**Your instructions**
Produce a verbatim copy of the data below that contains no pictures.

**Data for this exercise**
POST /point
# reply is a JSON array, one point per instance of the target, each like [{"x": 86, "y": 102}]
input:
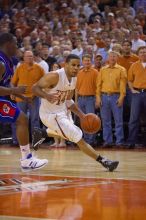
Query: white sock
[{"x": 25, "y": 150}]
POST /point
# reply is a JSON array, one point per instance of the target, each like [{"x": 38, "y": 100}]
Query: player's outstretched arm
[
  {"x": 12, "y": 91},
  {"x": 75, "y": 109},
  {"x": 48, "y": 81}
]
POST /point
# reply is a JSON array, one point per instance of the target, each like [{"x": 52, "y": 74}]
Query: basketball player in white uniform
[{"x": 55, "y": 89}]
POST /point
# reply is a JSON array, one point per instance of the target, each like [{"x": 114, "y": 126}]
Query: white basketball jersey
[{"x": 63, "y": 89}]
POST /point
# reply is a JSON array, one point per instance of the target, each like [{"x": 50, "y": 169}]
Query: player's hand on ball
[{"x": 52, "y": 98}]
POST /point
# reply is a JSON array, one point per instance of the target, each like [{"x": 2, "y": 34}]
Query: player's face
[
  {"x": 126, "y": 47},
  {"x": 73, "y": 67},
  {"x": 142, "y": 54},
  {"x": 12, "y": 47}
]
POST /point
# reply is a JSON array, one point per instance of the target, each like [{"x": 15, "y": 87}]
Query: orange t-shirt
[
  {"x": 28, "y": 76},
  {"x": 137, "y": 75},
  {"x": 86, "y": 81},
  {"x": 127, "y": 61}
]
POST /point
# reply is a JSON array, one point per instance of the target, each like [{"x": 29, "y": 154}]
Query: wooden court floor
[{"x": 73, "y": 186}]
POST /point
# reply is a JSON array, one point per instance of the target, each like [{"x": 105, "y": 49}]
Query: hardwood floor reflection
[{"x": 73, "y": 187}]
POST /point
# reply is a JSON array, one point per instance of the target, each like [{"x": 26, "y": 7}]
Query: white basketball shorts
[{"x": 61, "y": 124}]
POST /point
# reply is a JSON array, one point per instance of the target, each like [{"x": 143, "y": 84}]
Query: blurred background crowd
[{"x": 53, "y": 29}]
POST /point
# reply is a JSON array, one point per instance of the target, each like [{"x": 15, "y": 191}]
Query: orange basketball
[{"x": 91, "y": 123}]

**Exercise solution**
POST /point
# reply is a JSON array, one point per instance of the target, each like [{"x": 86, "y": 102}]
input:
Query: white sock
[{"x": 25, "y": 150}]
POST /point
# reply is a JSON array, one point per instance of the target, each like [{"x": 38, "y": 100}]
Query: player's outstretched arm
[
  {"x": 12, "y": 91},
  {"x": 75, "y": 109},
  {"x": 48, "y": 81}
]
POST /point
# reply is a JSON array, one point per instance of the target, each like [{"x": 52, "y": 74}]
Query: basketball player in white uniform
[{"x": 55, "y": 89}]
POST /point
# reply is a JSON array, one point per instance of the target, each like [{"x": 114, "y": 126}]
Query: white basketball jersey
[{"x": 63, "y": 89}]
POST /point
# reply is a JSON array, one point per instance of the target, each like [{"x": 50, "y": 169}]
Query: player's hand on ball
[{"x": 52, "y": 98}]
POST /point
# reply is a JSON array, one point per instance of the target, each like [{"x": 2, "y": 34}]
Query: player's face
[
  {"x": 126, "y": 47},
  {"x": 73, "y": 67},
  {"x": 142, "y": 54},
  {"x": 12, "y": 47}
]
POST /point
# reply is a JSON array, one point per instance of the target, each like [{"x": 15, "y": 87}]
Query: orange t-shirt
[
  {"x": 28, "y": 76},
  {"x": 137, "y": 75},
  {"x": 86, "y": 81},
  {"x": 127, "y": 61}
]
POST /point
# reply is a JSON array, one point per instance of the target, each like [{"x": 29, "y": 154}]
Query: wooden court floor
[{"x": 73, "y": 186}]
POST /point
# reply is a JSON array, one point per instance of the target, each like [{"x": 105, "y": 49}]
Query: hardwood floor reflection
[{"x": 73, "y": 187}]
POST /point
# reply is a JSON array, one point per instance of the target, each like [{"x": 26, "y": 7}]
Query: white basketball shorts
[{"x": 61, "y": 124}]
POST /point
# reply is a JSON array, one point per instance of the target, each like [{"x": 143, "y": 84}]
Query: blurred background crowd
[{"x": 53, "y": 29}]
POST /point
# reply is a JSON array, one point per instance of the target, each like [{"x": 15, "y": 191}]
Query: orange basketball
[{"x": 91, "y": 123}]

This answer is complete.